任务 → 请把下面所有的行原样抄写一遍，图片不要抄进答案里。

# # # #

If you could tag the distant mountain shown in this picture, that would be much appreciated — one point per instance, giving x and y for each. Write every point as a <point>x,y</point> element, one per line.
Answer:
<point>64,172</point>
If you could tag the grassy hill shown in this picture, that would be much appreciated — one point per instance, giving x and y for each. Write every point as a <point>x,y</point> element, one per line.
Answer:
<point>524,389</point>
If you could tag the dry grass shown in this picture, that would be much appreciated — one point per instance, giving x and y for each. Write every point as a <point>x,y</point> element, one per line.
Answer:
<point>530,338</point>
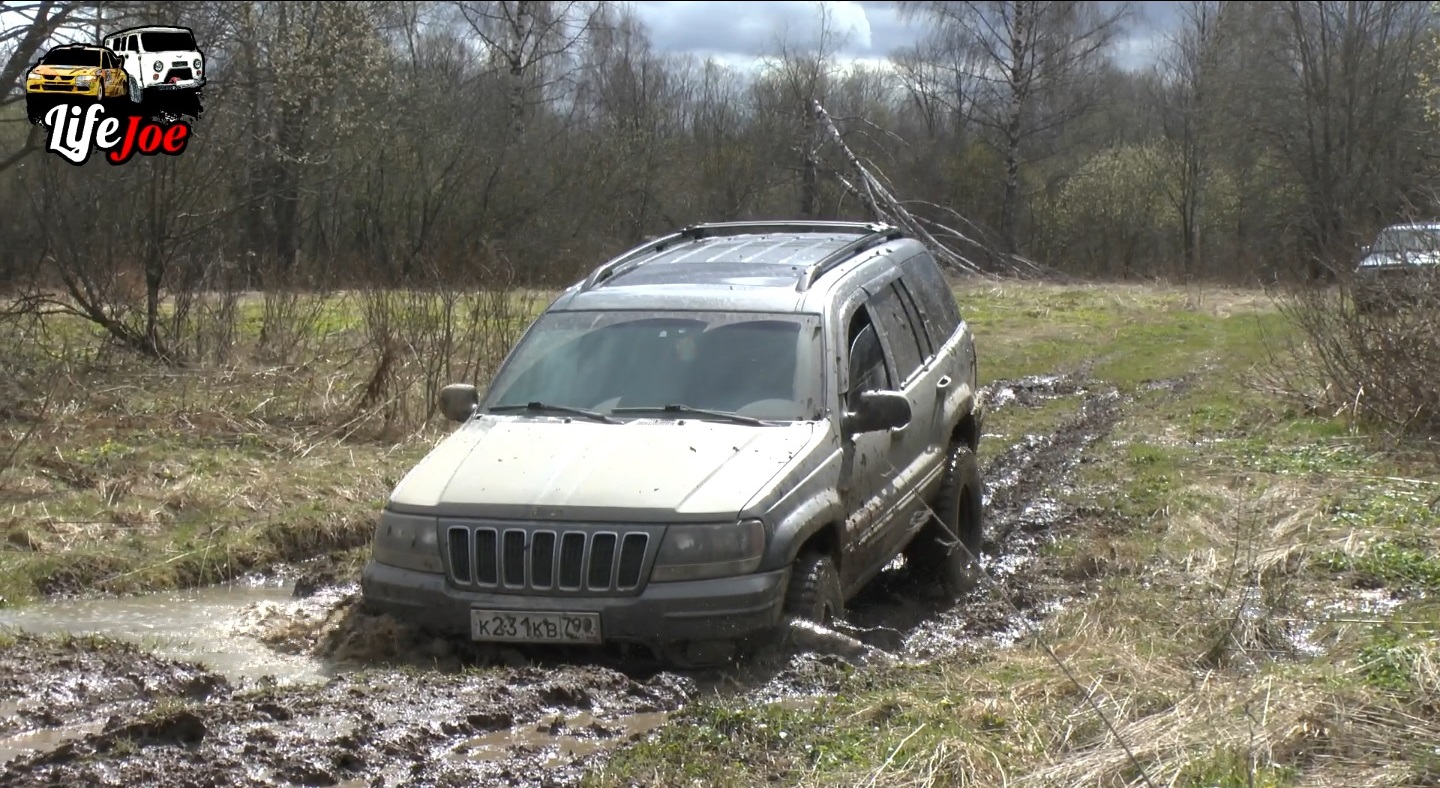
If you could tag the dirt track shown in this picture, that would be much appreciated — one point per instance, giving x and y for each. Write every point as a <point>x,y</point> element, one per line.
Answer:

# # # #

例题解答 →
If you could tag the distant mountain shown in this picture, that would be much appreciated — one point per instance, giving x and y for each. Write every point as a <point>x,y</point> element, one per line.
Answer:
<point>64,172</point>
If you could tag the grassy hill shown in this picture, that would be much appreciated — one point per instance, giving x and y for each. Write every point as a <point>x,y</point> element, one per line.
Answer:
<point>524,389</point>
If you could tag the dry grass shown in this picture, that would be much appreciated — one point per instance, giving x and y for each. Write every point as a <point>x,y</point> element, one per line.
Answer:
<point>530,338</point>
If you could tag the dirt track shown in this picture, that would be much appreciated — one point per instance, giving x and y for each. Write every point as a <point>x,y</point> element, one per line.
Answer:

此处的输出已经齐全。